Point-per-instance localization data:

__________

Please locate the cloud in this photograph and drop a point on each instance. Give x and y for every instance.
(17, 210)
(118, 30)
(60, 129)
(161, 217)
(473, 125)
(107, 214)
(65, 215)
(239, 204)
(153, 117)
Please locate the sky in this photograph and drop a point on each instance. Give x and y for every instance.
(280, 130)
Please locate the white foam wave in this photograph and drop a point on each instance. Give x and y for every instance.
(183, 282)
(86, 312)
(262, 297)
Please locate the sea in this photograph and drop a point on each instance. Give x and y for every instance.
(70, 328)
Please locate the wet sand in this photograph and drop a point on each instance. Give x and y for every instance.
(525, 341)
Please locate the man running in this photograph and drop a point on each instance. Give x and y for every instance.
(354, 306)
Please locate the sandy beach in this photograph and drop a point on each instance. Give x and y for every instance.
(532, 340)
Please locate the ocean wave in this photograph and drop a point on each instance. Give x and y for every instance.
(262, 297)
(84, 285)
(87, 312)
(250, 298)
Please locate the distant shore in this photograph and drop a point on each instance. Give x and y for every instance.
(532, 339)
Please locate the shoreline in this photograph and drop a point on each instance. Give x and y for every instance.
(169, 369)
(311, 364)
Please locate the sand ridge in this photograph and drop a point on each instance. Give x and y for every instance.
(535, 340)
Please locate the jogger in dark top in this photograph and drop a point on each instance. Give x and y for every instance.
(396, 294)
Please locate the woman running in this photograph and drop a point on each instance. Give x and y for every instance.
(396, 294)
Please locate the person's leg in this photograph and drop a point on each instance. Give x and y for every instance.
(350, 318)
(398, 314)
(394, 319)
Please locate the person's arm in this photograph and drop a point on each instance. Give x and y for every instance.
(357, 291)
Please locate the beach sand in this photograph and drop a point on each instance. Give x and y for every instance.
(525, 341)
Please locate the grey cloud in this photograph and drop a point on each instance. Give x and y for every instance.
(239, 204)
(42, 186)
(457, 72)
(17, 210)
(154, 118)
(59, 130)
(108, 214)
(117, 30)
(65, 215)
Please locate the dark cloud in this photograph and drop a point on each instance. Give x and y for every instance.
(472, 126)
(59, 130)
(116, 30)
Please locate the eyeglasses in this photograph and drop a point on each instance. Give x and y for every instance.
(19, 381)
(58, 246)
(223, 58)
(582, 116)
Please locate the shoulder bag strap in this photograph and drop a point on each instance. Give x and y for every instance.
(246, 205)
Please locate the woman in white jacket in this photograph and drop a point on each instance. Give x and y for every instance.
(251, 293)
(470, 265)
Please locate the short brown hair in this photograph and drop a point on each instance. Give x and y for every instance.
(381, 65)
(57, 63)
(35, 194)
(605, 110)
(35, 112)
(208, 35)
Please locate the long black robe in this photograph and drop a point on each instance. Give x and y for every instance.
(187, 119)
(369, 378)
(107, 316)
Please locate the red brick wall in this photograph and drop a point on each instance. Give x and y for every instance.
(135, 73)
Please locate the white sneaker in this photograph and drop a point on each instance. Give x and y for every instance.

__________

PROBLEM DESCRIPTION | Please return the span of lines above that opens with the one containing "Please locate the woman in" and closes with the final line, both included, exactly as written and nothing more.

SOLUTION TO THE EXERCISE |
Please locate the woman in white jacket in this photograph and drop a point on each instance. Give x and y for every instance.
(251, 293)
(470, 265)
Please locate the short brown hair in this photograph and drop a point on each instance. Give x and y for every instance.
(381, 65)
(57, 63)
(35, 194)
(605, 110)
(35, 112)
(208, 35)
Please locate the long black robe in this photograph and drop a point on each instance. Give x and y for every instance.
(187, 119)
(369, 378)
(107, 316)
Please locate the red brick wall in this photograph and drop a point on each instance. Give x and y for every instance.
(135, 73)
Please locate the white sneaker in this photograph and drop a point on each instance. Give x and y for every instance.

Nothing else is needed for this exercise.